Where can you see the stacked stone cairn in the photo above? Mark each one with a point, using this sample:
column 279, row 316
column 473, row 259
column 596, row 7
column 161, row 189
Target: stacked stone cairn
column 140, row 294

Task objective >>
Exact copies of all the entries above are required.

Problem solution >>
Where can you see the stacked stone cairn in the photo above? Mark each one with a point, using this sample:
column 279, row 316
column 473, row 259
column 596, row 7
column 161, row 189
Target: stacked stone cairn
column 140, row 294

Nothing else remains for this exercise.